[Records from a point labeling set]
-- start --

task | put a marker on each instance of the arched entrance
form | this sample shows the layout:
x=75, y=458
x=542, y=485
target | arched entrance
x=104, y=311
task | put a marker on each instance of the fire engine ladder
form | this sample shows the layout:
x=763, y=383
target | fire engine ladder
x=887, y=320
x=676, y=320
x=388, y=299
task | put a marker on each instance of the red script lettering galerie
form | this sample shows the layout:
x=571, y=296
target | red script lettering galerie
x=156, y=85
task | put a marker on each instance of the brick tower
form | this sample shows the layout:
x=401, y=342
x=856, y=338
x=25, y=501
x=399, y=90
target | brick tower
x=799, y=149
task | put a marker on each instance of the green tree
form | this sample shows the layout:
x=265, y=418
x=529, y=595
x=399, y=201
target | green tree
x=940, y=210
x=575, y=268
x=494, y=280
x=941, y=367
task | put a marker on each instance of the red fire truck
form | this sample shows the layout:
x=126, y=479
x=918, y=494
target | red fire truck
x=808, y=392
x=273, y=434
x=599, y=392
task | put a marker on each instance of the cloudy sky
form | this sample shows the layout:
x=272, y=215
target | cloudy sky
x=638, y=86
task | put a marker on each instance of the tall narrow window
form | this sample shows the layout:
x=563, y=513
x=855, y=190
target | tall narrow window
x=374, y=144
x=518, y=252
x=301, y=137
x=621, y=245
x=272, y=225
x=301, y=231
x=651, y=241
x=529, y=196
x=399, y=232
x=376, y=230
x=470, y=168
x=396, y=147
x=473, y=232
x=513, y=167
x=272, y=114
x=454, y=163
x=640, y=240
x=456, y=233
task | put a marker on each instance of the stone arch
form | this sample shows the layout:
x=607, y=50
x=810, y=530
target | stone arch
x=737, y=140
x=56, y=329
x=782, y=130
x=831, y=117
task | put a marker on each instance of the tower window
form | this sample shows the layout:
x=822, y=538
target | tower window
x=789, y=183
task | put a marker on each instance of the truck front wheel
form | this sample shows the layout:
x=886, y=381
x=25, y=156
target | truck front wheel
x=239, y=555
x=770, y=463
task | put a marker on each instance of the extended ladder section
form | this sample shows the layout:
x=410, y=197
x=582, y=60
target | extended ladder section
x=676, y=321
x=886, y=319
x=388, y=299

-- end --

Please copy every line of the material above, character for character, from start to end.

task | put a marker on each instance of the arched entrance
form | this sample shows the layout:
x=75, y=458
x=542, y=485
target | arched entrance
x=104, y=311
task | put a marker on each instance of the fire engine ladder
form | this sample shows the layout:
x=763, y=383
target | fire engine ladder
x=887, y=320
x=676, y=320
x=388, y=299
task | put a marker on each instance of the red script lettering galerie
form | this sample shows the layout:
x=571, y=296
target | red script lettering galerie
x=156, y=85
task | put a marker on each instance of the brick tower
form | this sample shows the layout:
x=401, y=342
x=856, y=338
x=25, y=501
x=399, y=90
target | brick tower
x=799, y=149
task | put a marker on each instance of the green tree
form | this sample shows the layout:
x=265, y=418
x=529, y=595
x=399, y=201
target | green tree
x=940, y=210
x=575, y=268
x=494, y=280
x=941, y=367
task | put a marker on each instance of the red fire truck
form | this sample shows the layout:
x=126, y=479
x=918, y=494
target | red fire truck
x=808, y=392
x=273, y=434
x=599, y=392
task | put a marker on each instance of the cloudy sky
form | this sample shows the layout:
x=272, y=215
target | cloudy sky
x=638, y=86
task | put a marker on each instance of the tall narrow window
form | this sample shows the layout:
x=563, y=513
x=855, y=190
target | tall narrow window
x=374, y=144
x=518, y=252
x=301, y=137
x=621, y=245
x=272, y=225
x=301, y=231
x=651, y=241
x=529, y=196
x=399, y=232
x=376, y=230
x=470, y=168
x=396, y=147
x=473, y=232
x=513, y=167
x=272, y=114
x=454, y=163
x=640, y=240
x=456, y=233
task | put a marker on each instance of the stone arch
form | this sample shows the layout:
x=607, y=50
x=810, y=530
target | stone arch
x=737, y=140
x=56, y=329
x=782, y=130
x=831, y=117
task | put a marker on each instance of the tower window
form | this sample shows the layout:
x=822, y=538
target | tower window
x=789, y=183
task | put a marker on each instance of the truck front wheel
form | this sample shows the layout:
x=886, y=381
x=25, y=156
target | truck front wheel
x=239, y=555
x=770, y=463
task | put a marker on each instance of the extended ladder section
form | this sample shows the layout:
x=410, y=197
x=582, y=60
target | extended ladder section
x=676, y=321
x=886, y=319
x=388, y=299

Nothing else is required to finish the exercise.